(Detection examples)
-*-

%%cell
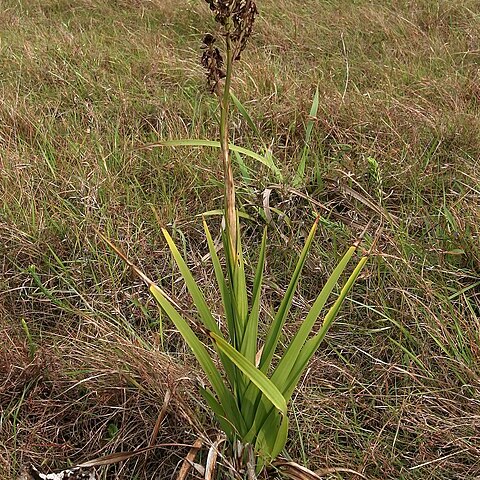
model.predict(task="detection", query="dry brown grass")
[0,0,480,480]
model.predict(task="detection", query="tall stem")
[220,31,237,263]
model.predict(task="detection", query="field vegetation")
[0,0,480,480]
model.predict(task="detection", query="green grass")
[0,0,480,480]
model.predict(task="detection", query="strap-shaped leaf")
[255,409,288,459]
[162,228,221,335]
[203,219,237,388]
[232,216,248,350]
[200,388,234,439]
[271,246,356,392]
[283,257,368,400]
[240,228,267,363]
[260,218,318,373]
[150,283,248,435]
[210,332,287,415]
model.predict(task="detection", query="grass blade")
[142,139,283,180]
[293,87,319,187]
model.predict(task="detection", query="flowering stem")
[220,30,237,263]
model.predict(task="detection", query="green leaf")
[260,218,318,373]
[150,283,246,434]
[240,228,267,364]
[162,228,220,335]
[272,246,356,392]
[210,332,287,415]
[200,387,235,438]
[283,257,368,400]
[148,139,283,180]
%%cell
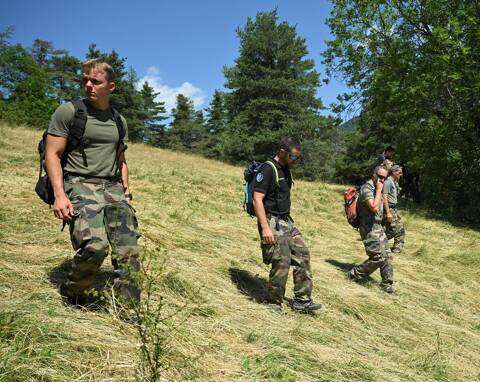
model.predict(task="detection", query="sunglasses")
[288,153,300,162]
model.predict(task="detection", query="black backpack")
[35,100,125,205]
[243,161,278,217]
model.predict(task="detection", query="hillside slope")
[0,126,480,381]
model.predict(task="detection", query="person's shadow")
[228,267,268,304]
[48,259,114,310]
[325,259,373,282]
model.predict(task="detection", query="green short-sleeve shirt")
[383,176,400,205]
[47,102,128,177]
[358,179,383,224]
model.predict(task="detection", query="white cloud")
[138,66,205,113]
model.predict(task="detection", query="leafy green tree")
[0,29,56,128]
[324,0,480,222]
[202,90,227,158]
[168,94,205,151]
[222,10,321,161]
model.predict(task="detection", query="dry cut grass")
[0,126,480,382]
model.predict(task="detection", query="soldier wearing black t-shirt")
[253,138,321,312]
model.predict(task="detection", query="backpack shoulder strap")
[112,107,125,142]
[66,99,87,152]
[265,160,279,186]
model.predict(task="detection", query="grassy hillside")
[0,126,480,382]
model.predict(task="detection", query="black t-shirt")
[253,160,292,215]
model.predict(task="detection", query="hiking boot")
[347,269,365,283]
[265,302,286,315]
[292,299,322,313]
[113,278,140,306]
[380,284,395,294]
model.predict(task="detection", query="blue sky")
[0,0,346,115]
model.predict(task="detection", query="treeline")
[0,0,480,223]
[0,11,338,183]
[323,0,480,223]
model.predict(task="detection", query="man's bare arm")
[45,135,73,220]
[367,186,383,214]
[118,151,130,201]
[253,191,275,244]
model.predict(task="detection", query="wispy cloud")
[139,66,205,113]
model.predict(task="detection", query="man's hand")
[262,226,275,244]
[387,213,393,224]
[375,179,383,191]
[53,194,74,220]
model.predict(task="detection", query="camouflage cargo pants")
[259,217,312,304]
[351,223,393,286]
[383,208,405,253]
[64,177,140,299]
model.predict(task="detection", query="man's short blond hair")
[82,58,115,82]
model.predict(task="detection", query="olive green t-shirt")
[358,179,383,224]
[383,176,400,205]
[47,102,128,177]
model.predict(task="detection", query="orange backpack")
[343,187,360,228]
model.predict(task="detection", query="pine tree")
[222,10,321,160]
[140,82,167,147]
[202,90,227,158]
[168,94,205,151]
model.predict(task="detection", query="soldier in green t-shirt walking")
[45,60,140,304]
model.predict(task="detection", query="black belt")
[64,172,120,184]
[266,212,293,222]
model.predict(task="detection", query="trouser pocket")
[261,243,275,265]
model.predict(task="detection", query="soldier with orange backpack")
[347,166,395,293]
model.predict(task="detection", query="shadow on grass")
[228,267,268,304]
[325,259,373,282]
[48,259,114,310]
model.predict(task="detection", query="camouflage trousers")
[64,177,140,299]
[259,217,313,304]
[351,223,393,285]
[382,208,405,253]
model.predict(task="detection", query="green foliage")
[324,0,480,222]
[221,10,328,161]
[202,90,227,158]
[0,28,166,139]
[168,94,206,151]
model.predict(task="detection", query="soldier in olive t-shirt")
[48,102,128,178]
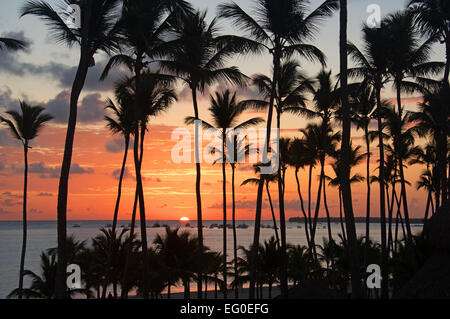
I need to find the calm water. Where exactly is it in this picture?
[0,220,420,298]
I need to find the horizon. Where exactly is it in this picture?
[0,0,444,220]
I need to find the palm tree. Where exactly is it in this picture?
[189,90,263,299]
[350,83,376,265]
[408,0,450,203]
[411,89,448,209]
[7,252,56,299]
[105,99,134,233]
[241,164,280,244]
[383,107,416,242]
[341,20,390,298]
[289,138,316,249]
[253,60,313,292]
[300,122,340,253]
[100,0,186,298]
[112,71,177,298]
[0,37,28,51]
[21,0,120,299]
[0,102,53,299]
[154,227,207,299]
[381,11,445,245]
[325,144,367,245]
[218,0,338,299]
[159,11,246,298]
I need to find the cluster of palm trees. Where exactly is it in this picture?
[0,0,450,299]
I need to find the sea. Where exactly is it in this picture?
[0,220,422,298]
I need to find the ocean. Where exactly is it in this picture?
[0,220,422,298]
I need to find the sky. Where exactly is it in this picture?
[0,0,444,220]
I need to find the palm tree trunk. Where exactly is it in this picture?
[222,134,227,299]
[232,163,239,299]
[249,50,281,299]
[364,129,370,267]
[397,85,414,243]
[191,86,203,299]
[112,135,130,234]
[134,125,149,299]
[277,111,288,298]
[423,190,432,221]
[339,0,363,298]
[339,187,347,242]
[18,140,28,299]
[266,181,280,247]
[311,155,325,257]
[55,5,93,299]
[323,175,336,287]
[295,168,311,249]
[376,85,388,299]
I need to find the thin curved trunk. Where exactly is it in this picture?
[323,175,336,287]
[18,140,28,299]
[311,156,325,258]
[277,111,288,298]
[397,85,412,244]
[295,168,311,249]
[232,163,239,299]
[376,85,388,299]
[191,86,203,299]
[266,181,280,247]
[55,5,93,299]
[249,50,281,299]
[339,0,364,298]
[339,188,347,242]
[112,135,130,234]
[222,132,227,299]
[364,125,370,267]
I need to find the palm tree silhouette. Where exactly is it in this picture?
[408,0,450,204]
[343,20,390,298]
[348,83,376,265]
[105,99,134,233]
[218,0,338,299]
[241,164,280,245]
[7,252,56,299]
[21,0,120,299]
[0,102,53,299]
[100,0,186,298]
[289,138,316,248]
[0,37,28,51]
[111,71,177,298]
[159,11,246,298]
[189,90,263,299]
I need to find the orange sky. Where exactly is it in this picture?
[0,95,426,220]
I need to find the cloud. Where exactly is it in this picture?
[30,208,44,215]
[0,31,124,92]
[2,192,22,198]
[112,167,134,180]
[105,137,124,153]
[36,193,53,197]
[0,199,22,207]
[11,162,94,178]
[44,90,105,123]
[0,207,11,215]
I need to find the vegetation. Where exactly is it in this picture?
[0,0,450,299]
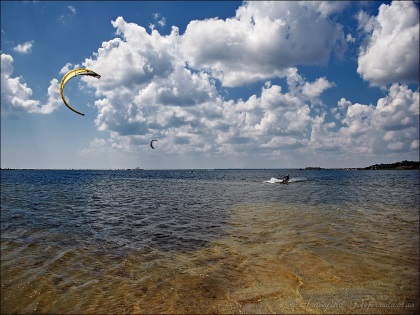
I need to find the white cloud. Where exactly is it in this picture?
[77,11,419,165]
[182,1,347,86]
[324,84,419,154]
[13,40,34,55]
[357,1,419,85]
[1,54,62,114]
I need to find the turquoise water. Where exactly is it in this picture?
[1,170,419,314]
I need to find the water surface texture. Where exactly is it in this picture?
[1,170,419,314]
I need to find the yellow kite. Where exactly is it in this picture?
[60,68,101,116]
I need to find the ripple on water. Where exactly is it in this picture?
[1,204,419,314]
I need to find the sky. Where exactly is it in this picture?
[0,1,420,169]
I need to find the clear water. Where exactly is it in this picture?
[1,170,419,314]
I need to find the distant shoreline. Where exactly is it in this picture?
[0,161,420,171]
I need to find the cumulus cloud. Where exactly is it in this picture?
[182,1,347,87]
[1,54,62,114]
[357,1,419,86]
[330,83,419,154]
[13,40,34,55]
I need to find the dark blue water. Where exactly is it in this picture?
[1,170,419,313]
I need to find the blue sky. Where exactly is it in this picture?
[1,1,419,169]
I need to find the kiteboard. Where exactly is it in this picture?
[265,177,288,184]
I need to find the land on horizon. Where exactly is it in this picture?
[0,160,420,171]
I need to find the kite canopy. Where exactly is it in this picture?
[60,68,101,116]
[150,140,157,149]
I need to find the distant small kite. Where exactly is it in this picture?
[150,139,157,149]
[60,68,101,116]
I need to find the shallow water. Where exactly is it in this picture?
[1,170,419,314]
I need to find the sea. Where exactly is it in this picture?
[1,169,420,314]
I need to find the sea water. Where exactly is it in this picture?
[1,170,419,314]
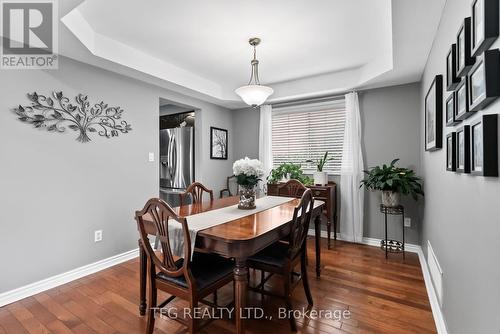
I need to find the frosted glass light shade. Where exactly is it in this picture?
[234,85,274,107]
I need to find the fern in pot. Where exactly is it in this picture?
[360,159,424,207]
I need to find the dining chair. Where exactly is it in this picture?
[247,189,314,332]
[278,179,307,198]
[180,182,214,205]
[219,175,240,198]
[135,198,234,334]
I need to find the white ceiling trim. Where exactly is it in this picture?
[61,7,227,100]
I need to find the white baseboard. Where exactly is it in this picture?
[0,248,139,307]
[417,247,448,334]
[308,229,448,334]
[308,229,420,253]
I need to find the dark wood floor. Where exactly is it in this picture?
[0,240,436,334]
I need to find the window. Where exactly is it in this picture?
[272,99,345,174]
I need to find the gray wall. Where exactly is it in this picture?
[420,0,500,334]
[359,83,421,244]
[233,84,420,244]
[0,58,233,293]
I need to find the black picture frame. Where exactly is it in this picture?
[444,92,461,126]
[467,49,500,111]
[424,74,443,151]
[446,44,460,91]
[471,0,499,57]
[470,114,498,177]
[456,17,475,77]
[446,132,457,172]
[210,126,228,160]
[455,78,474,121]
[455,125,470,173]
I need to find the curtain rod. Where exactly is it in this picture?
[269,90,355,108]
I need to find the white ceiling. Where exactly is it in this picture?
[57,0,445,107]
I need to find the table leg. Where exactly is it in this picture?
[139,240,148,315]
[384,212,388,259]
[326,219,332,249]
[234,258,248,334]
[314,214,321,278]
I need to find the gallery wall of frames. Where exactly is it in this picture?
[424,0,500,177]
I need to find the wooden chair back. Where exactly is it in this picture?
[135,198,194,286]
[278,179,307,198]
[180,182,214,206]
[288,189,314,260]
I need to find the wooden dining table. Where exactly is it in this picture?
[139,196,325,334]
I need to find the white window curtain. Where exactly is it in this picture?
[340,92,364,243]
[259,104,273,185]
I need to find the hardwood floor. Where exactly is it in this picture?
[0,239,436,334]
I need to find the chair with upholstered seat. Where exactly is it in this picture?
[180,182,214,205]
[247,189,314,331]
[135,198,234,334]
[278,179,307,198]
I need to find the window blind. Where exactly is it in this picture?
[272,99,345,174]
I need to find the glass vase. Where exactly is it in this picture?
[238,187,255,210]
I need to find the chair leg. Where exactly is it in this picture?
[284,273,297,332]
[260,270,266,298]
[214,290,218,305]
[300,252,313,306]
[187,299,198,334]
[146,279,157,334]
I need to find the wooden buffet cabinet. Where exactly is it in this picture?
[267,182,337,249]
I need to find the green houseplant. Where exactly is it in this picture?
[360,159,424,207]
[306,151,333,186]
[267,162,312,186]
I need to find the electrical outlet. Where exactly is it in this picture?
[94,230,102,242]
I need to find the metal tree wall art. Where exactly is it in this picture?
[14,92,132,143]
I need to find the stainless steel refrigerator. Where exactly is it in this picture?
[160,127,194,206]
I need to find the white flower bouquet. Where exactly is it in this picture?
[233,157,264,188]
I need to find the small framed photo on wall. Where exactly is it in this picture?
[446,44,460,91]
[471,0,499,57]
[456,125,470,173]
[455,78,474,121]
[424,75,443,151]
[446,132,457,172]
[467,49,500,111]
[456,17,475,77]
[210,126,227,160]
[471,115,498,176]
[445,92,461,126]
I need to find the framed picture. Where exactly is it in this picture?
[445,92,461,126]
[471,114,498,176]
[446,132,457,172]
[456,17,475,77]
[455,78,474,121]
[456,125,470,173]
[446,44,460,91]
[471,0,499,57]
[424,75,443,151]
[467,49,500,111]
[210,126,227,160]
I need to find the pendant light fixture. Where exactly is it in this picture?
[234,37,274,108]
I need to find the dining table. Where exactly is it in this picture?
[139,196,325,334]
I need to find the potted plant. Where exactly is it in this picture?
[306,151,333,186]
[360,159,424,207]
[233,157,264,210]
[267,162,312,186]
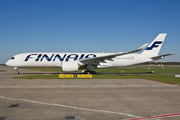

-*-

» Given task
Can you render the stretch of the data from the line containing "I need to find the white ceiling." through the line containing "[424,0,500,177]" as a Markdown table with the columns No. and Line? Give one numbered row per line and leave out any blank lines.

» Result below
| No. | Line |
|---|---|
| 1 | I need to find the white ceiling. Where exactly is it in this picture? |
| 2 | [57,0,445,107] |
| 3 | I need to find the table leg. Where exactly is it in this picture? |
| 4 | [139,240,148,315] |
| 5 | [384,212,388,259] |
| 6 | [326,219,332,249] |
| 7 | [234,258,248,334] |
| 8 | [314,214,321,278] |
| 9 | I need to find the gallery wall of frames. Where exactly is it in this picture? |
| 10 | [424,0,500,177] |